Job:
Can you reproduce, word for word, the lines of the material below, starting at the line that contains "Each instance of the white truck" and ending at the final line of the material, with both of those lines included?

[Raw material]
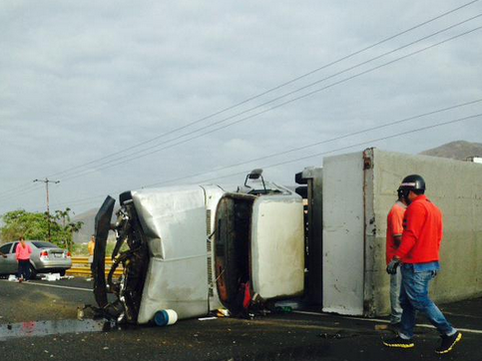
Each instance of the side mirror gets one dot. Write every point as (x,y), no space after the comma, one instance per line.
(102,227)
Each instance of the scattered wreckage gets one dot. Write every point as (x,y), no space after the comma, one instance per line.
(196,249)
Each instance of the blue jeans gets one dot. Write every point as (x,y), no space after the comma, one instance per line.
(24,269)
(396,309)
(414,297)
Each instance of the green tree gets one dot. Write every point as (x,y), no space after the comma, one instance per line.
(35,226)
(64,229)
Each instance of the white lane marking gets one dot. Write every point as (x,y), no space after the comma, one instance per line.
(56,286)
(468,330)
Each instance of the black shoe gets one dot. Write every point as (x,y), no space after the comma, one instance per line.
(448,342)
(398,342)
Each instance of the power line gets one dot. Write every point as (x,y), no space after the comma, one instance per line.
(397,122)
(264,93)
(304,147)
(353,145)
(271,89)
(122,160)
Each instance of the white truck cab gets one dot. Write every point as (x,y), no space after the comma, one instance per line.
(198,248)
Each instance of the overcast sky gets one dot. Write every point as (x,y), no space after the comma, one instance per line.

Exercise output:
Each instance of the white truck cab gets one dot. Write every point as (x,y), no space after the comma, one instance per line.
(198,248)
Each instance of the overcast sky gets one dot. Write every point as (x,y), no space after the comma, one instance per line.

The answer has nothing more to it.